Phrase grounding data

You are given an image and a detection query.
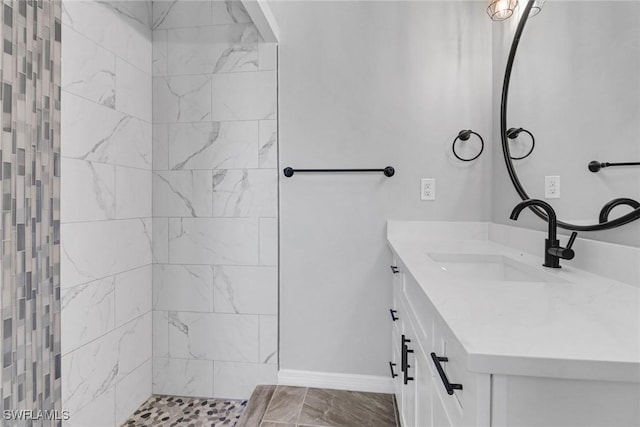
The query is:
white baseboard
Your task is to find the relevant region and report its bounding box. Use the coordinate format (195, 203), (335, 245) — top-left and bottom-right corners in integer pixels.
(278, 369), (394, 394)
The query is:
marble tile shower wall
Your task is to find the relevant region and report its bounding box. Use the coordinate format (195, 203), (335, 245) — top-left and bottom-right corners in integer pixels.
(151, 0), (278, 400)
(0, 0), (62, 423)
(60, 1), (153, 425)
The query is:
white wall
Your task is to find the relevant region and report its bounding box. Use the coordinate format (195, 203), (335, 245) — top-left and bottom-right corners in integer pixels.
(151, 0), (279, 399)
(491, 1), (640, 247)
(270, 1), (492, 377)
(60, 1), (153, 425)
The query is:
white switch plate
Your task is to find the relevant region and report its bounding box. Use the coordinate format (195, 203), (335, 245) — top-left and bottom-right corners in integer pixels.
(421, 178), (436, 201)
(545, 176), (560, 199)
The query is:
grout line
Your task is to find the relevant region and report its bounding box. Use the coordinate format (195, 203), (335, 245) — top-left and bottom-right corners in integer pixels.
(295, 387), (309, 426)
(61, 263), (152, 293)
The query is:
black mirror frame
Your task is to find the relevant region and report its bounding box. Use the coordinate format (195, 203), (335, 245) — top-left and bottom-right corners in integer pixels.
(500, 0), (640, 232)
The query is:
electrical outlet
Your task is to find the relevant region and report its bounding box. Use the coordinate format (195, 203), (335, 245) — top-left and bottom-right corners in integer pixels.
(421, 178), (436, 201)
(545, 176), (560, 199)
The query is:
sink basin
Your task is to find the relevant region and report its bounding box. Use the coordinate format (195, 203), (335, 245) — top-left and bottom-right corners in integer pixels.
(426, 253), (568, 283)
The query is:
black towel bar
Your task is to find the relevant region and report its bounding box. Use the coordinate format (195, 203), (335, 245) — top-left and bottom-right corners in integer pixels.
(283, 167), (395, 177)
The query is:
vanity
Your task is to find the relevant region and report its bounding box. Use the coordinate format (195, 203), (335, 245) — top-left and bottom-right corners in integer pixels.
(387, 221), (640, 427)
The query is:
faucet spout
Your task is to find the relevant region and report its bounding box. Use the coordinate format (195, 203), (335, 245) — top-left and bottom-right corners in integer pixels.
(509, 199), (576, 268)
(510, 199), (557, 242)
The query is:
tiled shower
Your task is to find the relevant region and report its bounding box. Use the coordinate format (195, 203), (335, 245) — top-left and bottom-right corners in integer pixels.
(2, 0), (278, 425)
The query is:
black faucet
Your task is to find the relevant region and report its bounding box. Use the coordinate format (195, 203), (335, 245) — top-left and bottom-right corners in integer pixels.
(599, 198), (640, 223)
(509, 199), (577, 268)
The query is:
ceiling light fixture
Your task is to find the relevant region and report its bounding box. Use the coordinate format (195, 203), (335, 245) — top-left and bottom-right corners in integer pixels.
(487, 0), (519, 21)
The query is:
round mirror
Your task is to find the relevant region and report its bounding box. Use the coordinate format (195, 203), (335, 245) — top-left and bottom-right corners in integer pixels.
(499, 0), (640, 232)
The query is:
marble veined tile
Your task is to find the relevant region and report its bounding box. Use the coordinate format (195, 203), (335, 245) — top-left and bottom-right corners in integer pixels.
(153, 75), (212, 123)
(61, 277), (116, 355)
(117, 313), (153, 381)
(169, 121), (258, 170)
(63, 0), (151, 73)
(211, 71), (276, 121)
(214, 362), (277, 400)
(167, 24), (258, 75)
(104, 1), (153, 30)
(153, 311), (170, 359)
(153, 264), (214, 312)
(258, 42), (277, 71)
(152, 29), (168, 76)
(212, 169), (278, 218)
(64, 387), (115, 427)
(60, 158), (115, 222)
(115, 359), (152, 426)
(62, 27), (116, 108)
(259, 120), (277, 168)
(259, 315), (278, 365)
(168, 218), (259, 265)
(152, 217), (169, 263)
(61, 92), (152, 170)
(213, 266), (277, 315)
(61, 218), (152, 289)
(62, 328), (120, 414)
(115, 266), (152, 327)
(259, 218), (278, 266)
(153, 123), (169, 171)
(212, 1), (252, 25)
(152, 357), (214, 397)
(116, 58), (152, 123)
(168, 311), (259, 362)
(153, 170), (213, 217)
(152, 0), (212, 30)
(116, 166), (152, 219)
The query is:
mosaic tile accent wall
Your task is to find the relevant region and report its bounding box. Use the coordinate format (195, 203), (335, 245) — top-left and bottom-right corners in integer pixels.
(151, 0), (279, 399)
(0, 0), (63, 423)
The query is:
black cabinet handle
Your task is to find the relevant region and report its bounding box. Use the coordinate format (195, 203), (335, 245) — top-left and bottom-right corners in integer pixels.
(389, 309), (398, 321)
(430, 352), (463, 395)
(390, 265), (399, 274)
(401, 335), (410, 371)
(401, 335), (414, 384)
(389, 362), (398, 378)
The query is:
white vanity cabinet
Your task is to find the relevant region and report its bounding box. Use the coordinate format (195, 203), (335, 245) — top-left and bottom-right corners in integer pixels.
(390, 258), (490, 427)
(389, 256), (640, 427)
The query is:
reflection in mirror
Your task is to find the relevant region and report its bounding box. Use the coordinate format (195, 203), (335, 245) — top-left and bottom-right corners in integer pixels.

WHAT IS BEING ASKED>
What are the lines, exactly as written above, from the line with "round mirror" to the line with "marble veined tile", both included? Output only those.

EXERCISE RESPONSE>
round mirror
Your task is to find the relevant region and report its bounding box. Use the coordinate format (195, 203), (335, 245) — top-left and bottom-right corners in integer pixels.
(499, 0), (640, 232)
The query is:
marble veined tile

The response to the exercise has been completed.